• Work to complete:
Copy every line of the data from the line with "The automated pipeline tagged glazed" through the end of the data, shifting each bounding-box coordinate by adding -58 to it.
START
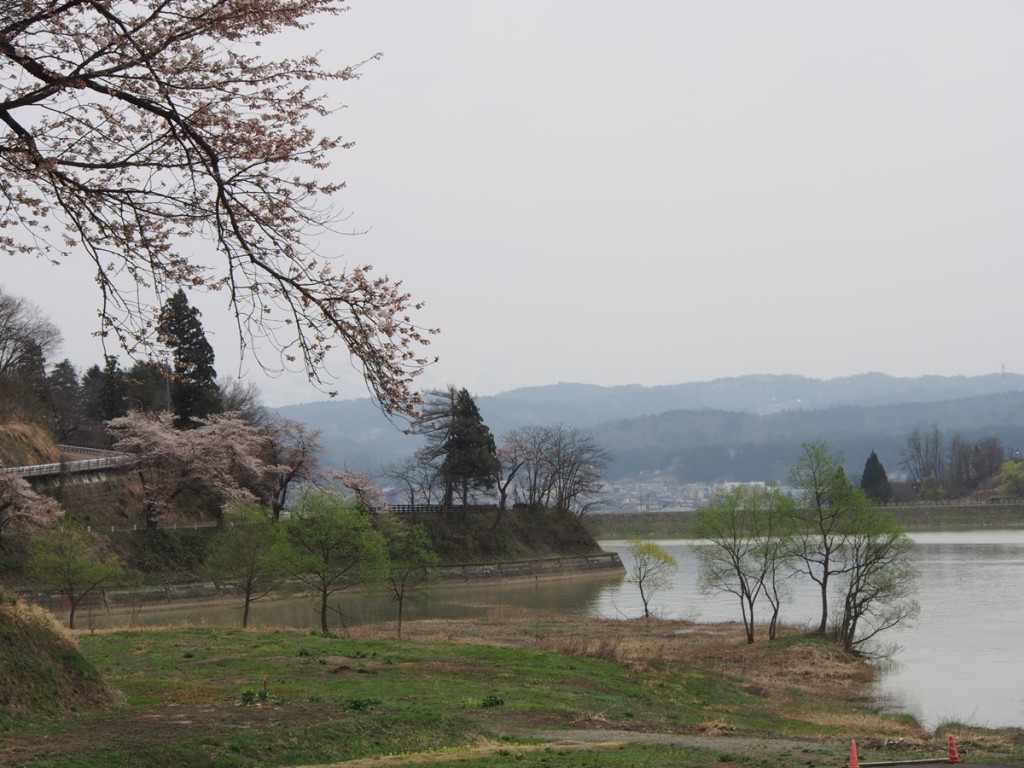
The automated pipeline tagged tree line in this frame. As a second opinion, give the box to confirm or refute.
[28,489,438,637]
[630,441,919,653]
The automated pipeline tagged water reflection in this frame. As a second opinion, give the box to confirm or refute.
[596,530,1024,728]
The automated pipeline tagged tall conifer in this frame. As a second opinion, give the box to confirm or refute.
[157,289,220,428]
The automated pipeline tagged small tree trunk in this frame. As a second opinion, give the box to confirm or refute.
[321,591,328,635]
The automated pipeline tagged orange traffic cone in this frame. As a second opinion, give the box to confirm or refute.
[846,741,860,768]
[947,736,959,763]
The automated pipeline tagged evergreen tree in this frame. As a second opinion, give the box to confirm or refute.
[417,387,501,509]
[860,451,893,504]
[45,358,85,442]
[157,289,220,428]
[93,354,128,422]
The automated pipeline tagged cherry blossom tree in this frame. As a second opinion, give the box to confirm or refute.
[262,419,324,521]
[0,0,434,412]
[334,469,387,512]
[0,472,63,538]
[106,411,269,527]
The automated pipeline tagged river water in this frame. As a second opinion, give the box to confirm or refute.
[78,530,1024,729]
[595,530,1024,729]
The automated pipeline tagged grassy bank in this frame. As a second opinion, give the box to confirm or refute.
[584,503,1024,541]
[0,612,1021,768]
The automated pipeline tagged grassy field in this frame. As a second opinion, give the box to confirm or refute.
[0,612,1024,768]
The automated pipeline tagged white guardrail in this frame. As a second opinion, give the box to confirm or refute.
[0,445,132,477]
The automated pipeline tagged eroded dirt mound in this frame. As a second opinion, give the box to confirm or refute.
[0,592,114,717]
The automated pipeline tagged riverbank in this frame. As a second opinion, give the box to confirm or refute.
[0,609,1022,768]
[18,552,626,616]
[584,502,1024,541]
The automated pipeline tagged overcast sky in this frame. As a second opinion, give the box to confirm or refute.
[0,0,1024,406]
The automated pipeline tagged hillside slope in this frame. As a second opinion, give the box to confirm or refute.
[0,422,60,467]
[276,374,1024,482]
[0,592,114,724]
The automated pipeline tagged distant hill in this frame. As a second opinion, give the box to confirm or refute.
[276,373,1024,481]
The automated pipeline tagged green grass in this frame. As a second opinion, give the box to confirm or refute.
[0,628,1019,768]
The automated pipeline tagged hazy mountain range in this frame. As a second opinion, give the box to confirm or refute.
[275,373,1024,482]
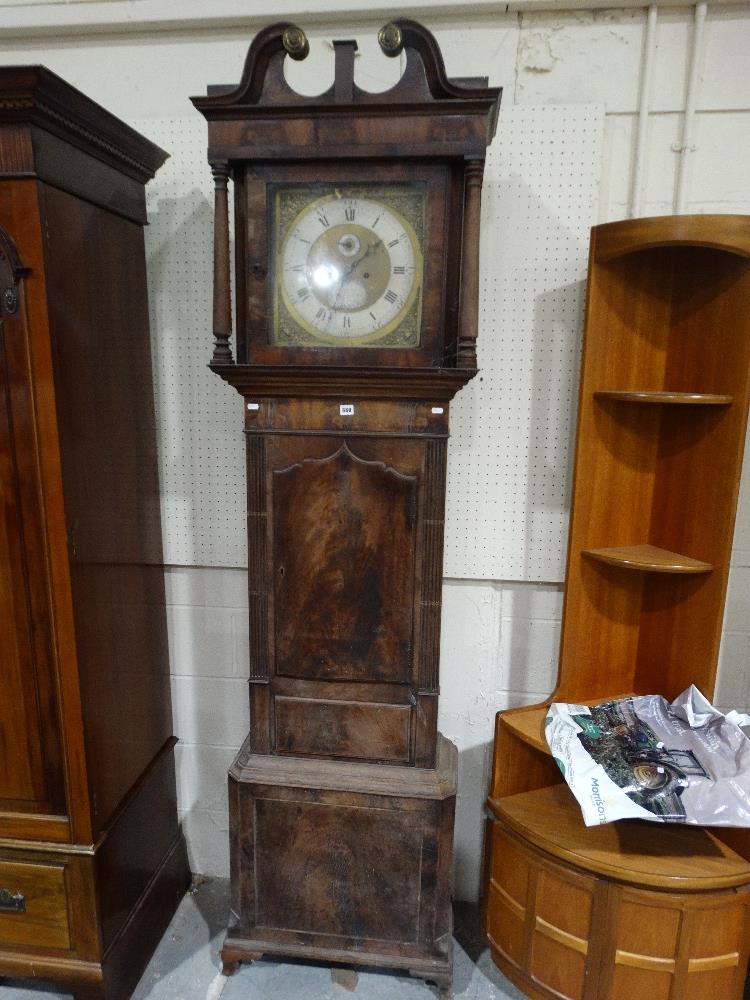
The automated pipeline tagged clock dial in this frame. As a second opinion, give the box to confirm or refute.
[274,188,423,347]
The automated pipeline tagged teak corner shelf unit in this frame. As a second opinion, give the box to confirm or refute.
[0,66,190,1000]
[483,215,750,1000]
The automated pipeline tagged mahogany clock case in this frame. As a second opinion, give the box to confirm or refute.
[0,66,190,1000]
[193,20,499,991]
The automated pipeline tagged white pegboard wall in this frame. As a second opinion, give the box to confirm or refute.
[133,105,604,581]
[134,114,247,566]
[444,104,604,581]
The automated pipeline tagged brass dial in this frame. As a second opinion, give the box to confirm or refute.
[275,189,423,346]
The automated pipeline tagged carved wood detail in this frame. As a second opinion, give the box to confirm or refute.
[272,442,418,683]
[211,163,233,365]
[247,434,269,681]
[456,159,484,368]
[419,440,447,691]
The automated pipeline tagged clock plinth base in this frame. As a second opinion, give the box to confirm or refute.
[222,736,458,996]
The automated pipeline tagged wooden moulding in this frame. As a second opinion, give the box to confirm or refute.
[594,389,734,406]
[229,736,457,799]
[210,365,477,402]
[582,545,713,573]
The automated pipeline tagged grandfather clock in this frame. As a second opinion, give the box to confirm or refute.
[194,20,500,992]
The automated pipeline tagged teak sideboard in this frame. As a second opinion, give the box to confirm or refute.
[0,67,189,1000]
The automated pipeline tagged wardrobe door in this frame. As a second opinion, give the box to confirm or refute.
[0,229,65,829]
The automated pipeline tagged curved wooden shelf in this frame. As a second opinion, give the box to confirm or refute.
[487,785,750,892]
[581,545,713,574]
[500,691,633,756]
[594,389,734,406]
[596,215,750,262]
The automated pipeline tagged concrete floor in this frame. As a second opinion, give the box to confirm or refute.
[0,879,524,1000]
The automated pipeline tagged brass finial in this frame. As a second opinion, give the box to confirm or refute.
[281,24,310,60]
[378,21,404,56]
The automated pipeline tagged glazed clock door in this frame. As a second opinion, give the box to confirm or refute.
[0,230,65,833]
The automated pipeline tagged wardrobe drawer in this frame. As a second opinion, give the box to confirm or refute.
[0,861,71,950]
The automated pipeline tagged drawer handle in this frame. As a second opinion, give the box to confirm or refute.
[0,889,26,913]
END
• Output:
The automated pipeline tagged glazed clock door in this frame. As a second opinion, give the box to confirm or refute.
[-58,172,7,775]
The automated pipeline tagged wardrobe drawer in this frame. As a second opinion, give the box to confirm or refute.
[-58,803,13,892]
The automated pipeline tagged drawer handle in this frame. As a second opinion, give the box to confirm or refute.
[-58,831,-32,855]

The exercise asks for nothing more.